*Exercise details*
Count the lines of the material below that contain the string "green", matching case exactly. Reply with the number only.

(Records from a point-labeling set)
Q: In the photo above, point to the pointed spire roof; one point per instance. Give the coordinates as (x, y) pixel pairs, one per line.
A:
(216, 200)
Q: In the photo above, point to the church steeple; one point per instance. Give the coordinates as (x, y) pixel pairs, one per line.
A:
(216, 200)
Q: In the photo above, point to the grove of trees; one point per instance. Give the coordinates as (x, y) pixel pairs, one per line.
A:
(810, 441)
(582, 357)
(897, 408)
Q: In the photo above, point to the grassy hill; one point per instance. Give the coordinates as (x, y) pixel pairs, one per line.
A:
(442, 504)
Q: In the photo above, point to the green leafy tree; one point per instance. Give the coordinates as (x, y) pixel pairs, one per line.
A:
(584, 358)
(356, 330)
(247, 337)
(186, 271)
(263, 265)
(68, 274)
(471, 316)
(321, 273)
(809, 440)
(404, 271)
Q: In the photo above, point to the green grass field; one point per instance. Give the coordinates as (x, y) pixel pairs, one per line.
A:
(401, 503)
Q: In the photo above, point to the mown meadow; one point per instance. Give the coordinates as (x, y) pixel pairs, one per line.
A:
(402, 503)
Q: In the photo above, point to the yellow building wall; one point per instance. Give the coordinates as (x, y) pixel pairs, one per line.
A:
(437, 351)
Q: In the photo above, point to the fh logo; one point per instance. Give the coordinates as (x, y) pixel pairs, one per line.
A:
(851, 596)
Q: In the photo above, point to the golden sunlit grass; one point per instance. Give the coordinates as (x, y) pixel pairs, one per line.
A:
--
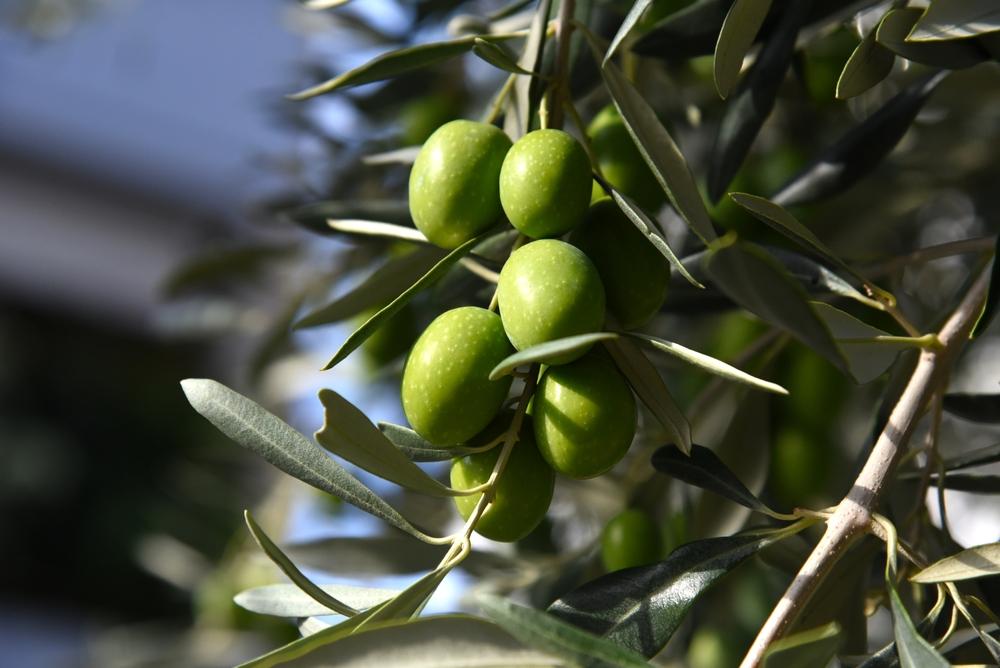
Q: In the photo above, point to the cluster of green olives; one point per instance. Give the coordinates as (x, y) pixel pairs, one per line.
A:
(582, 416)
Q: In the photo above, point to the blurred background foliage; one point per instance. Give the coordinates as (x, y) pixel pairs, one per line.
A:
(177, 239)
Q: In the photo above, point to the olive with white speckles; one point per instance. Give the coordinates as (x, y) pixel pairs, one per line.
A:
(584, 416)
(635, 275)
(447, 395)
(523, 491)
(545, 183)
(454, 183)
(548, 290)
---
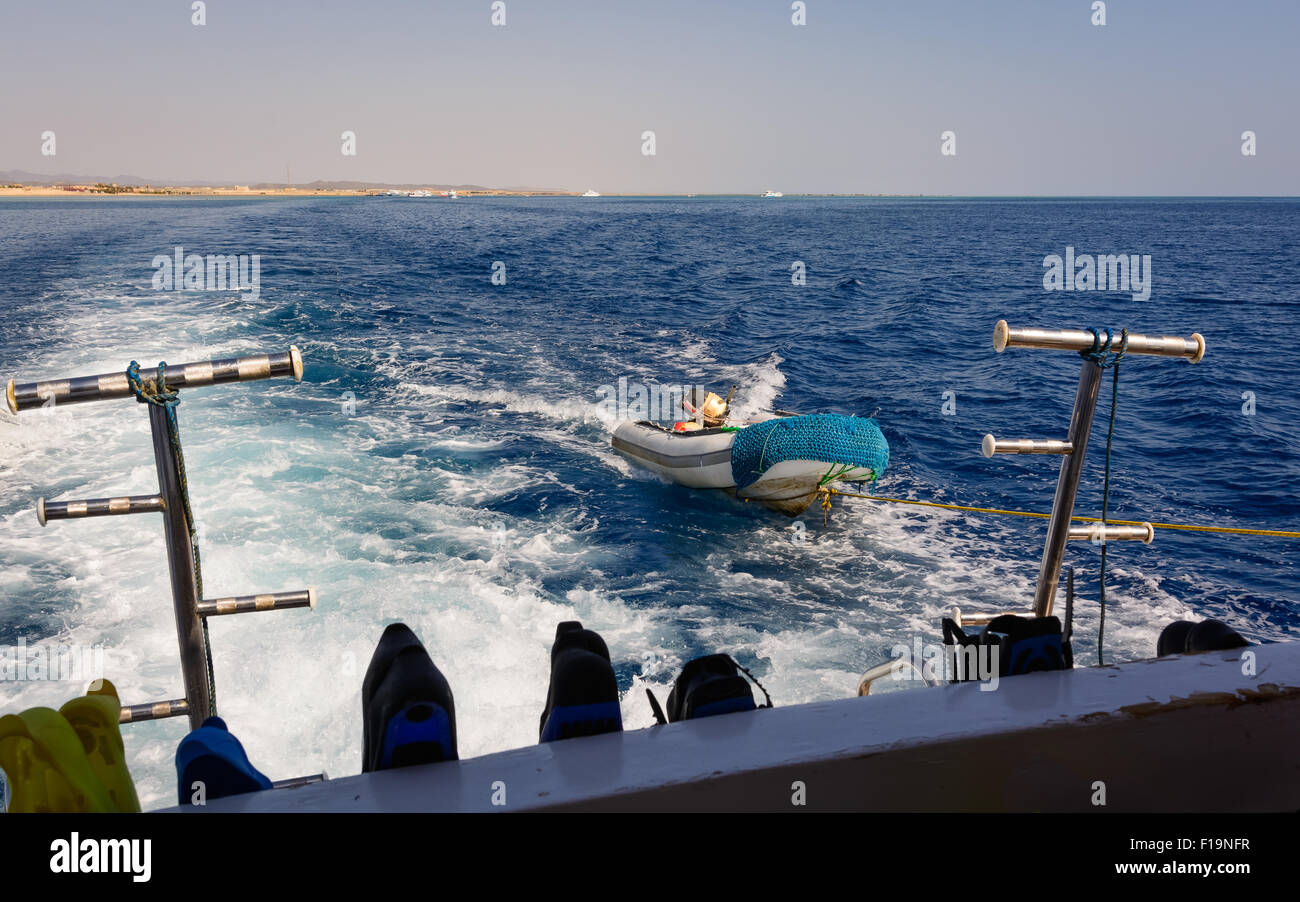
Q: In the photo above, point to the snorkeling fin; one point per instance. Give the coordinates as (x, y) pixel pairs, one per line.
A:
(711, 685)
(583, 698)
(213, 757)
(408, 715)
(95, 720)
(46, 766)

*Worked answer*
3